(Natural language region descriptions)
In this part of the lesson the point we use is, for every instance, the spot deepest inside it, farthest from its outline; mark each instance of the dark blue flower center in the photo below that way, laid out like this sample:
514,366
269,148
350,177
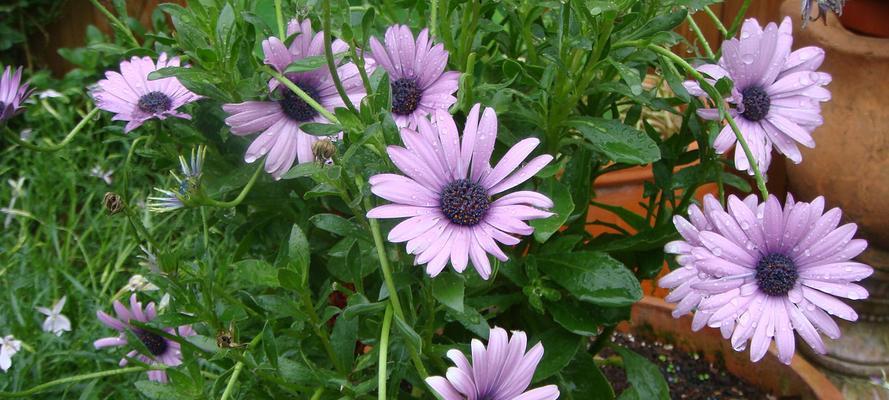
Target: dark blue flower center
406,96
756,103
464,202
155,343
295,107
776,274
155,102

Assigned task: All records above must be output exactly as they stand, excluding pictures.

Expected output:
In this part of the lesson the point we use is, for every instance, the spot deepest inside it, farthest from its outline; mark each instance of the dark blue flower center in the photo below that way, laid out like this sample:
514,366
269,148
350,177
Target: dark blue flower center
406,96
756,103
464,202
155,343
295,107
776,274
155,102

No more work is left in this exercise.